- Énoncé 1
Recopiez intégralement l'extrait choisi, sans y changer un seul mot.

- Extrait choisi
──────────────────────────────

Tous les ans je traverse la région de Verdun à la Toussaint, en allant au Luxembourg, à chaque fois mon coeur se serre mais je ne m’y suis jamais arrêtée, ce serait trop pénible. Pour la fin de l’histoire je dois vous dire que Rose a été obligée de rentrer en Métropole en 1962 et qu’elle est morte à…. l’hôpital d’Avignon.
Manou, ma chère Manou, j’ai le cœur tout serré et en même temps je suis infiniment soulagée que tu aies eu le courage de raconter cette partie de ta vie, de la vie de ta famille. Cela a dû te coûter et, en même temps te faire du bien.
C’est vrai que nous n’en n’avons jamais parlé ensemble. Comment est-ce possible ?
Ce que tu dis de ta mère que j’ai bien connue me fait penser à la remarque de Venezia concernant les problèmes pulmonaires et de souffle des descendants de personnes ayant été gazées. Et tu vois, ma chère Manou, maintenant, tu peux maintenant comprendre, même si c’est difficile, la conduite de ta mère.

──────────────────────────────

- Lignes
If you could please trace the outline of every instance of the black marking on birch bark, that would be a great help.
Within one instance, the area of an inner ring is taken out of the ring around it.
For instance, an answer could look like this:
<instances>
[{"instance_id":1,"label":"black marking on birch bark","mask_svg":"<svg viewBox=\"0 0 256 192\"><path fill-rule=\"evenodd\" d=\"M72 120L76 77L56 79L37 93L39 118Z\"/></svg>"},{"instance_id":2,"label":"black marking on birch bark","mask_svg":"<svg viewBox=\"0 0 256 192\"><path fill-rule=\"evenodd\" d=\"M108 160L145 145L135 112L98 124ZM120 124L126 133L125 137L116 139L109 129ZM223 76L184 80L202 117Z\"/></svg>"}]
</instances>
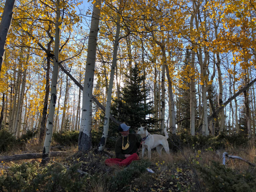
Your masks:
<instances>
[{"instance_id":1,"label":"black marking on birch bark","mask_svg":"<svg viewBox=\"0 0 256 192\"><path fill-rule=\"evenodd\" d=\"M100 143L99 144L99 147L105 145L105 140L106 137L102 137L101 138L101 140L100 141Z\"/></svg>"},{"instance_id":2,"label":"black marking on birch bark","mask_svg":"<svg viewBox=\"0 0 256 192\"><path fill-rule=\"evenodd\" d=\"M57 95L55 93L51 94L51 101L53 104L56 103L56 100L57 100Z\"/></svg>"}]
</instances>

──────────────────────────────

- Énoncé 2
Présentez sous forme de liste numérotée toutes les lignes du bloc 1, sans les lignes vides. N'incluez pas les images dans votre réponse.

- Résultat de l'exercice 1
Tous les ans je traverse la région de Verdun à la Toussaint, en allant au Luxembourg, à chaque fois mon coeur se serre mais je ne m’y suis jamais arrêtée, ce serait trop pénible. Pour la fin de l’histoire je dois vous dire que Rose a été obligée de rentrer en Métropole en 1962 et qu’elle est morte à…. l’hôpital d’Avignon.
Manou, ma chère Manou, j’ai le cœur tout serré et en même temps je suis infiniment soulagée que tu aies eu le courage de raconter cette partie de ta vie, de la vie de ta famille. Cela a dû te coûter et, en même temps te faire du bien.
C’est vrai que nous n’en n’avons jamais parlé ensemble. Comment est-ce possible ?
Ce que tu dis de ta mère que j’ai bien connue me fait penser à la remarque de Venezia concernant les problèmes pulmonaires et de souffle des descendants de personnes ayant été gazées. Et tu vois, ma chère Manou, maintenant, tu peux maintenant comprendre, même si c’est difficile, la conduite de ta mère.

- Résultat de l'exercice 2
1. If you could please trace the outline of every instance of the black marking on birch bark, that would be a great help.
2. Within one instance, the area of an inner ring is taken out of the ring around it.
3. For instance, an answer could look like this:
4. <instances>
5. [{"instance_id":1,"label":"black marking on birch bark","mask_svg":"<svg viewBox=\"0 0 256 192\"><path fill-rule=\"evenodd\" d=\"M72 120L76 77L56 79L37 93L39 118Z\"/></svg>"},{"instance_id":2,"label":"black marking on birch bark","mask_svg":"<svg viewBox=\"0 0 256 192\"><path fill-rule=\"evenodd\" d=\"M108 160L145 145L135 112L98 124ZM120 124L126 133L125 137L116 139L109 129ZM223 76L184 80L202 117Z\"/></svg>"}]
6. </instances>
7. Your masks:
8. <instances>
9. [{"instance_id":1,"label":"black marking on birch bark","mask_svg":"<svg viewBox=\"0 0 256 192\"><path fill-rule=\"evenodd\" d=\"M100 143L99 144L99 147L105 145L105 140L106 137L102 137L101 138L101 140L100 141Z\"/></svg>"},{"instance_id":2,"label":"black marking on birch bark","mask_svg":"<svg viewBox=\"0 0 256 192\"><path fill-rule=\"evenodd\" d=\"M57 95L55 93L51 94L51 101L53 104L56 103L56 100L57 100Z\"/></svg>"}]
10. </instances>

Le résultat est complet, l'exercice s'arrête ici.